======== Text block ========

Benson defended Whedon in 2007, saying he "is 100 percent behind the LGBT community. I know this for a fact." Author Rhonda Wilcox writes that Tara's death is made more poignant by her earthy naturalness representing the "fragility of the physical". Roz Kaveney comments that Tara's murder is "one of the most upsetting moments of the show's seven seasons", and Nikki Stafford states that the episode in which Tara dies is possibly the most controversial of the series, causing divisions about whether it was necessary, or assertions that Tara was created only to be killed. In response to fans and critics who accused the writers of being motivated by homophobia, Stafford comments, "they seem to forget that it was those same writers who created such an amazing, gentle, and realistic portrait in the first place; that Tara is certainly not the first character to be killed off on the show; and Tara was a lot more than just 'the lesbian', and her character deserves better than that." Kaveney concurs with the opinion that the series avoided playing a cliché, "proving that it is possible for a queer character to die in popular culture without that death being the surrogate vengeance of the straight world".

In the Academy of Television Arts & Sciences panel discussion that took place between seasons six and seven, Alyson Hannigan revealed that getting the shot of Tara's blood spraying onto Willow's shirt was incredibly difficult. Because they only had two shirts, the wardrobe department kept washing the shirts but did not have time to dry them, so the shirt was wet in most of the takes. Hannigan joked that when they finally got the take she was not sure what she was doing acting-wise, she was just concerned with the appearance of the blood on the shirt remaining consistent. In a 2002 interview with the BBC, Benson stated that by the end of the filming of Tara's death scene, both she and Sarah Michelle Gellar were crying, as a close friend of theirs who had worked on the show had died just prior to filming.

======== Material ========

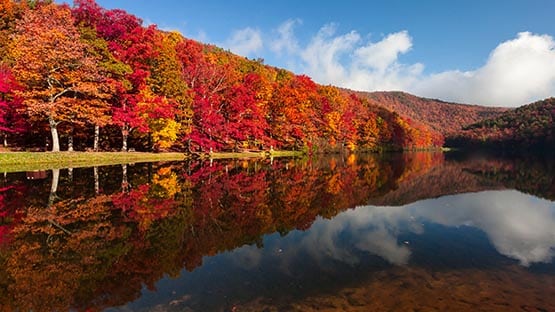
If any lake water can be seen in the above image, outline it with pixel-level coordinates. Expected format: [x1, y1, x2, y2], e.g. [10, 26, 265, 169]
[0, 153, 555, 311]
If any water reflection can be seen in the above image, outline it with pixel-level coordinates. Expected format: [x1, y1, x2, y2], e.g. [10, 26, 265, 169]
[0, 153, 555, 311]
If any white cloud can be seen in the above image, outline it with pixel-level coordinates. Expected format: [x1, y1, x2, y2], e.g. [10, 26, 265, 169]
[224, 19, 555, 106]
[224, 27, 264, 56]
[299, 26, 555, 106]
[354, 31, 412, 72]
[299, 24, 360, 84]
[270, 19, 302, 56]
[414, 32, 555, 106]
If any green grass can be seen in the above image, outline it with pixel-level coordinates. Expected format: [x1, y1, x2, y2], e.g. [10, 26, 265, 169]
[0, 152, 186, 172]
[0, 151, 303, 172]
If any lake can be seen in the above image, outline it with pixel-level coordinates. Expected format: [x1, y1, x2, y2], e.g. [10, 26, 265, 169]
[0, 152, 555, 311]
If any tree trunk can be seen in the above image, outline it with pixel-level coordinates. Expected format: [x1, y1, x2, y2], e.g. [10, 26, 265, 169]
[121, 125, 129, 152]
[121, 164, 129, 193]
[48, 169, 60, 207]
[48, 117, 60, 152]
[93, 125, 100, 152]
[67, 133, 73, 152]
[93, 167, 100, 195]
[67, 168, 73, 183]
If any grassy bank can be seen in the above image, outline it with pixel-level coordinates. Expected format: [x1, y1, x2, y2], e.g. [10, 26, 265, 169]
[0, 152, 186, 172]
[0, 151, 303, 172]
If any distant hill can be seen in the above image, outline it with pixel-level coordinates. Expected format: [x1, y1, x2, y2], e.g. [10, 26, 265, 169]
[352, 91, 509, 138]
[449, 98, 555, 150]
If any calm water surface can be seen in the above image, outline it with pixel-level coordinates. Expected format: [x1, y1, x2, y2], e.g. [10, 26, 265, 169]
[0, 153, 555, 311]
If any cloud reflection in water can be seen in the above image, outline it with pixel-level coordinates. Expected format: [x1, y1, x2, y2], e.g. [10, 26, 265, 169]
[230, 191, 555, 271]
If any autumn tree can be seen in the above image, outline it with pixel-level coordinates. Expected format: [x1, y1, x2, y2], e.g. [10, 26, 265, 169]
[147, 32, 193, 147]
[11, 3, 111, 151]
[0, 66, 25, 147]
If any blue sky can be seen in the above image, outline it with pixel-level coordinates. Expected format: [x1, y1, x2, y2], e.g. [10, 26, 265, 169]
[87, 0, 555, 106]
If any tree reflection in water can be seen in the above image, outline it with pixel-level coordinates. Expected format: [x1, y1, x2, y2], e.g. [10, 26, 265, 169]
[0, 153, 553, 311]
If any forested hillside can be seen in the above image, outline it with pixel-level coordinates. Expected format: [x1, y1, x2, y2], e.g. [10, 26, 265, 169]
[356, 92, 509, 137]
[0, 0, 443, 152]
[450, 98, 555, 151]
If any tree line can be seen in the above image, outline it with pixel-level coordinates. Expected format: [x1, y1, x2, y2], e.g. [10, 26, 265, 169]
[0, 0, 443, 152]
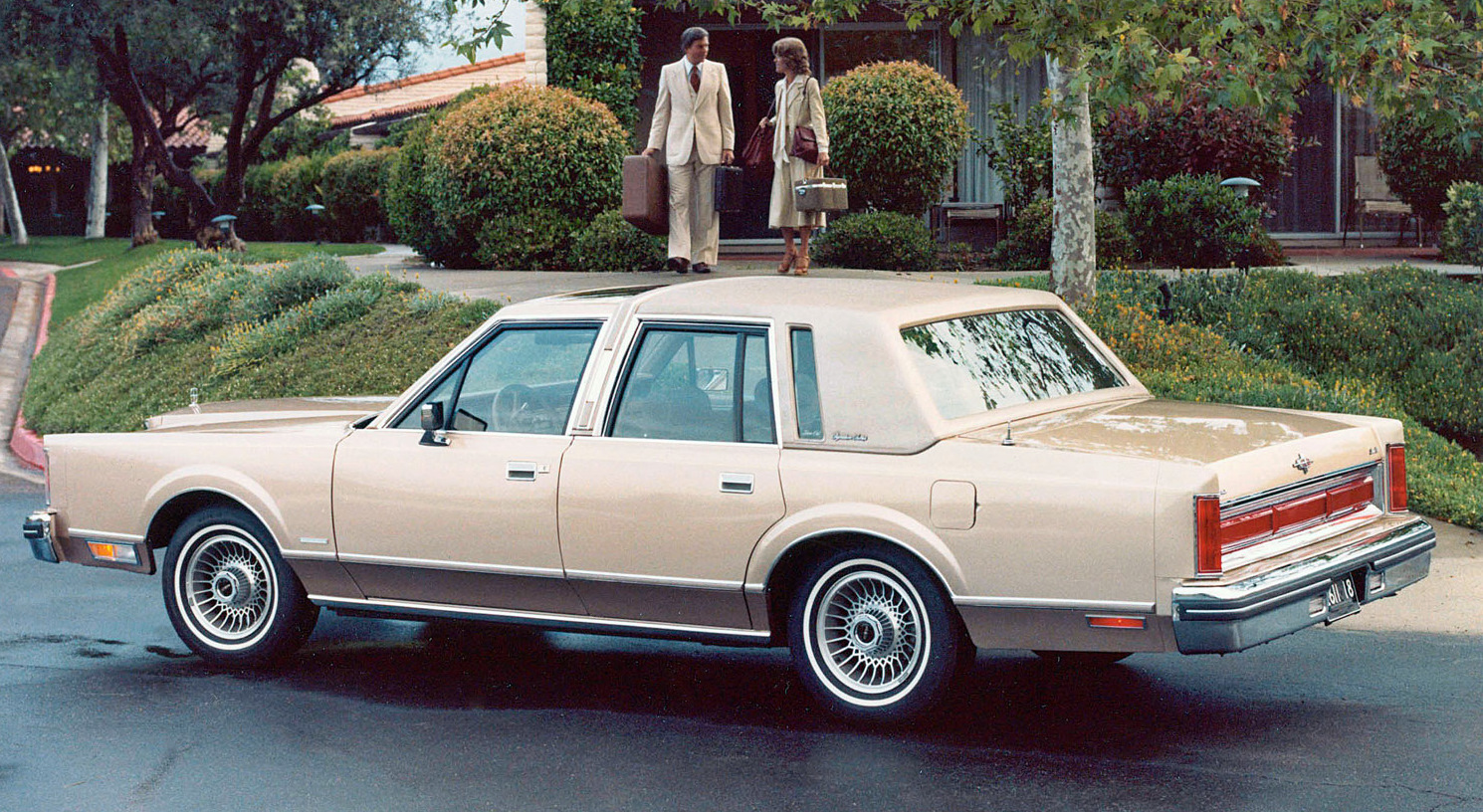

========

- Work instructions -
Put this sentence from the text on Tara's death into Spanish: "Because they only had two shirts, the wardrobe department kept washing the shirts but did not have time to dry them, so the shirt was wet in most of the takes."

- The answer -
Como solo tenían dos camisas, el departamento de vestuario seguía lavándolas, pero no tenía tiempo de secarlas, así que la camisa estaba mojada en la mayoría de las tomas.